What you will do »
Would you give the entries below again in full, exactly as they stand?
Start of Records for the exercise
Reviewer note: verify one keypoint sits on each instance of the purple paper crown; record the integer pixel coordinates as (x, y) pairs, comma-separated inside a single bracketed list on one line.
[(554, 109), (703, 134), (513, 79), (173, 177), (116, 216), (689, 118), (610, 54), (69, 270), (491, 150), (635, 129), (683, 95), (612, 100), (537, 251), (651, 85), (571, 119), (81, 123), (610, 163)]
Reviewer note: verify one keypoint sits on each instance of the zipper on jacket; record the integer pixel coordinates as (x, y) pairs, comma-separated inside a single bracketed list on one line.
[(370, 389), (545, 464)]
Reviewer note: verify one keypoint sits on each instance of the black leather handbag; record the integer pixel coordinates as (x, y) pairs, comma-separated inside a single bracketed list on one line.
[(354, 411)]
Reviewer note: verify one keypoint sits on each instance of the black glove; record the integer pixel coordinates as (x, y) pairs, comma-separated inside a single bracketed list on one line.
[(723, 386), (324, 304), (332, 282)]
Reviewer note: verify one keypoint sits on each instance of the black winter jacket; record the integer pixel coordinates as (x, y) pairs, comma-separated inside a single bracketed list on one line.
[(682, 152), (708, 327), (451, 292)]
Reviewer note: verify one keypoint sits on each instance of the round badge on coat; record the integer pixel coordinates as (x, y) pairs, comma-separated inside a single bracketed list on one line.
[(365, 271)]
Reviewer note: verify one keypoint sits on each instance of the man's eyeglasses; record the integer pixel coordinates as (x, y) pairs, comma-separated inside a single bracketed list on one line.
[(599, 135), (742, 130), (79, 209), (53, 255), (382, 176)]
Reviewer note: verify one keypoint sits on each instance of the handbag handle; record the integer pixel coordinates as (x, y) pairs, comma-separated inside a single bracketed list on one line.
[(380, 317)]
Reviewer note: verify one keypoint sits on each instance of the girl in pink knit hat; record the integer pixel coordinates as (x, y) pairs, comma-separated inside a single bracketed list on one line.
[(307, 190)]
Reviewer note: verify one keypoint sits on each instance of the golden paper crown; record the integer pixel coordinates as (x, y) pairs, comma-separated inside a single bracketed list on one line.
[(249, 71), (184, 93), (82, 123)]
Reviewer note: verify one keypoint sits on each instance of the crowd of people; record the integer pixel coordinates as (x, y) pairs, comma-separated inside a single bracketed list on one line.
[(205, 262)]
End of Records for the exercise
Completed exercise »
Reviewer note: verify one keypoint sits on each instance of the purple paper crown; record the integer pixel coordinates as (x, y) pairs, comma-separated inside a single bracketed list on one line.
[(554, 109), (703, 134), (513, 79), (173, 177), (116, 216), (689, 118), (610, 54), (69, 270), (491, 150), (635, 129), (683, 95), (612, 100), (537, 251), (651, 85), (571, 119), (81, 123), (610, 163)]
Reviewer note: verify one keypoint sits on each instance of the zipper on jacket; record the integer pixel coordinates as (x, y) pairs, comma-separated inside a single bracketed list on one line.
[(370, 389), (545, 464)]
Reviewer note: verify one keypoint sits on each instance of the black leather handbag; record the integer pixel coordinates as (x, y) pairs, comma-separated inside a single bracketed list on one line.
[(354, 411)]
Reviewer note: verify one keypoint sits on each instance of the black glove; record the integer pixel coordinates as (x, y) pairs, comma-separated inside a single bracketed list on one line.
[(723, 386), (324, 304), (332, 282)]
Reviewer note: verify one keypoint sits on each instance of the black winter jacket; record the integer pixel coordinates as (x, y) pairs, comma-separated inside a single bracketed list on one line.
[(682, 152), (708, 327), (451, 292)]
Reviewer note: verify one keypoint sits on each instance of the round badge on coat; record the integer pixel coordinates as (x, y) pairs, comma-separated inside a single bracketed list on one line.
[(365, 271)]
Reviewer note: verify one keypoint sits on each instance of the man's eyeglasses; record the integer pixel coordinates as (x, y) pairs, comma-separated inside a single bracketed list on one line.
[(599, 135), (742, 130), (79, 209), (53, 255), (382, 176)]
Reviewer note: verify one keypoint sits on each instance of the handbag handle; record the integer pixel coordinates as (x, y) pairs, comma-separated inside a single bracketed list on one line.
[(380, 317)]
Reviewer note: verify one keypoint sits on each instance of the girl in pink knit hat; record the integer pixel coordinates as (x, y) pairs, comma-separated inside a single bracketed list on one line.
[(307, 190)]
Reviewer note: verify one keypoint sits on each instance of the golden paper crown; record the integer pixel coordinates as (x, y) pairs, comma-separated inside a single bracketed list on one line.
[(249, 71), (184, 93), (82, 123)]
Reviewer note: verify one keypoint sits on each instance of the crowd of people; record the integer pixel coordinates as (x, y) pairs, comma-separated inside a single bracketed list on one line.
[(205, 262)]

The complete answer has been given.